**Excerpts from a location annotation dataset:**
────────────────────

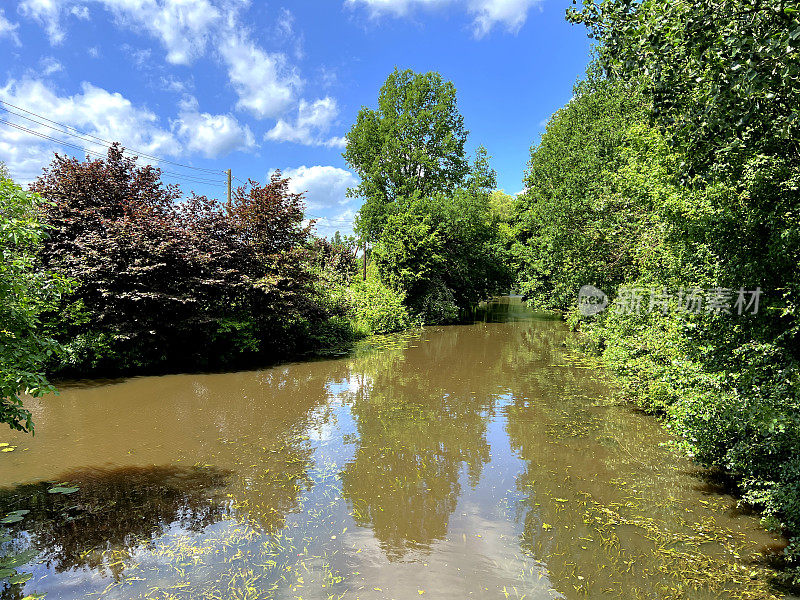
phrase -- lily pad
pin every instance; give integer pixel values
(20, 578)
(14, 517)
(62, 490)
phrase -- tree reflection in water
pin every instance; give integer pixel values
(113, 512)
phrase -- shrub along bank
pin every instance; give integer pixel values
(677, 166)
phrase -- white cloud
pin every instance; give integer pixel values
(184, 27)
(511, 14)
(314, 120)
(48, 14)
(82, 12)
(396, 7)
(50, 65)
(211, 135)
(342, 222)
(324, 186)
(266, 85)
(95, 111)
(8, 29)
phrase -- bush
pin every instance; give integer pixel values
(168, 283)
(26, 292)
(376, 308)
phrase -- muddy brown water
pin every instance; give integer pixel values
(474, 461)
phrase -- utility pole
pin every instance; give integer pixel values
(230, 176)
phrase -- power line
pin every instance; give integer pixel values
(169, 174)
(107, 142)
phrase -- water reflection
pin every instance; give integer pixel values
(482, 461)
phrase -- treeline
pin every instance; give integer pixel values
(671, 181)
(108, 271)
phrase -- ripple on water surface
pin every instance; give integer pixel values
(474, 461)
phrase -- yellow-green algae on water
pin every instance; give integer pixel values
(475, 461)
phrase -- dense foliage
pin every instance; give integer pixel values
(168, 283)
(677, 166)
(413, 143)
(26, 291)
(436, 234)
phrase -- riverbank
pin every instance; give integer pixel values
(471, 458)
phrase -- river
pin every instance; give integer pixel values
(473, 461)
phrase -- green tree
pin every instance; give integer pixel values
(25, 293)
(412, 143)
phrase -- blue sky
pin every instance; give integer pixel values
(257, 86)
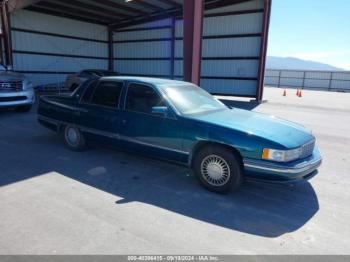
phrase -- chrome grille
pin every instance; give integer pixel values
(307, 149)
(11, 86)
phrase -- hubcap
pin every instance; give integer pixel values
(72, 136)
(215, 170)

────────────────────

**DIRECTIONS:**
Copy out every line of the items above word for word, omitting the pictures.

**RESULT:**
phrase -- lily pad
pin every instance; give integer pixel values
(20, 578)
(14, 517)
(62, 490)
phrase -- tree reflection in water
pin every instance; give integer pixel values
(113, 512)
phrase -- shrub along bank
pin every instance; give integer pixel values
(677, 166)
phrase -- white cloud
pin every instance; give integer pixel values
(184, 27)
(511, 14)
(314, 120)
(48, 14)
(82, 12)
(396, 7)
(50, 65)
(211, 135)
(342, 222)
(324, 186)
(266, 85)
(95, 111)
(8, 29)
phrase -- bush
pin every instance; give integer pixel values
(168, 283)
(26, 292)
(376, 308)
phrase -- muddy brown water
pin every instance; give integer pixel values
(474, 461)
phrase -- utility pole
pin every instance; give integer pixel values
(230, 176)
phrase -- power line
pin every instance; give integer pixel values
(169, 174)
(107, 142)
phrase -- water reflection
pin every instance; give integer pixel values
(482, 461)
phrase -- treeline
pin every instance; give integer pixel values
(671, 181)
(108, 271)
phrase -- ripple on water surface
pin every instance; give integer pixel values
(474, 461)
phrase -- yellow-green algae on water
pin every instance; give integer pixel values
(475, 461)
phrase -- dense foliage
pin every instance; give integer pixel values
(168, 283)
(677, 166)
(413, 143)
(26, 291)
(436, 234)
phrase -- riverbank
pin every instance; give integer pixel values
(471, 458)
phrase -- river
pin every instance; give integer pixel values
(473, 461)
phrase -- green tree
pin every instance; give integer pixel values
(25, 293)
(412, 143)
phrase -- blue sky
pin every instance; give integer pixel values
(257, 86)
phrase -- chrome grille
pin every instance; give integer pixel values
(307, 149)
(11, 86)
phrase -- hubcap
pin every instance; give integer pixel values
(72, 136)
(215, 170)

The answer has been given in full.